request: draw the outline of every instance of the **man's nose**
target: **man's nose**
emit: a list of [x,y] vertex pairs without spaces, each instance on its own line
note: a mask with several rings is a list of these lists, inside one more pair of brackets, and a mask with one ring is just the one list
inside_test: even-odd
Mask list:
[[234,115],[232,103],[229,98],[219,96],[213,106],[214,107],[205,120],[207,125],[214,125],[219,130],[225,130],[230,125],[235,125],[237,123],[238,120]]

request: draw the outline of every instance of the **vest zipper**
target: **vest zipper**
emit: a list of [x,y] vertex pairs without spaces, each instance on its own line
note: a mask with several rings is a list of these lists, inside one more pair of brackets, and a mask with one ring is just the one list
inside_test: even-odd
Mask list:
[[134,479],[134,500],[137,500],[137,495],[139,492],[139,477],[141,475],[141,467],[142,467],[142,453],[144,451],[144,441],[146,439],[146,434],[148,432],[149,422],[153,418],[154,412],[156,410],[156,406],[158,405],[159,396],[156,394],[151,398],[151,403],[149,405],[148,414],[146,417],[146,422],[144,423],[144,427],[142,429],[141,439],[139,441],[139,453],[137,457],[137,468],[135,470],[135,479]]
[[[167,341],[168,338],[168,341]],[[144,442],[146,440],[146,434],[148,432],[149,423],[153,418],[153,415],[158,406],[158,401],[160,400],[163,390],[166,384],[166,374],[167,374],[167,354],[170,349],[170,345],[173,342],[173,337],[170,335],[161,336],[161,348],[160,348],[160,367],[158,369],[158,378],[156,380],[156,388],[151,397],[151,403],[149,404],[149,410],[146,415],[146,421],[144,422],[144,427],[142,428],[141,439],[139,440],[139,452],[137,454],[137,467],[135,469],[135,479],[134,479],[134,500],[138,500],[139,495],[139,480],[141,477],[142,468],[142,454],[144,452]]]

Exercise aim: Transcribe every entry, keeping each line exactly as it reads.

Reply:
request: draw the outline of every instance of the **man's nose**
target: **man's nose**
emit: a list of [x,y] vertex pairs without spaces, each instance on its own line
note: a mask with several rings is a list of these lists, inside one more pair of brackets, and a mask with one ring is just the one list
inside_test: even-odd
Mask list:
[[234,115],[232,103],[229,98],[219,96],[213,106],[214,107],[205,120],[207,125],[214,125],[219,130],[225,130],[230,125],[235,125],[237,123],[238,120]]

request: draw the outline of every instance of the **vest zipper**
target: **vest zipper**
emit: a list of [x,y] vertex pairs without spaces, each instance on its own line
note: a mask with several rings is a list of these lists, inside one more pair of brackets, and a mask with one ring is just the one list
inside_test: even-odd
Mask list:
[[134,479],[134,500],[137,500],[137,495],[139,492],[139,477],[141,475],[141,467],[142,467],[142,453],[144,451],[144,441],[146,439],[146,434],[148,432],[149,422],[153,418],[154,412],[156,410],[156,406],[158,405],[159,396],[156,394],[151,398],[151,403],[149,405],[148,414],[146,417],[146,422],[144,423],[144,427],[142,429],[141,439],[139,441],[139,453],[137,457],[137,468],[135,470],[135,479]]
[[[167,341],[168,338],[168,341]],[[144,442],[146,440],[146,434],[148,432],[149,423],[153,418],[153,415],[158,406],[158,401],[160,400],[163,390],[166,384],[166,374],[167,374],[167,354],[170,349],[170,345],[173,342],[173,337],[170,335],[161,336],[161,348],[160,348],[160,367],[158,369],[158,378],[156,380],[156,388],[151,397],[151,403],[149,404],[149,410],[146,415],[146,421],[144,422],[144,427],[142,428],[141,439],[139,440],[139,452],[137,454],[137,467],[135,469],[135,479],[134,479],[134,500],[138,500],[139,495],[139,480],[141,477],[142,468],[142,454],[144,452]]]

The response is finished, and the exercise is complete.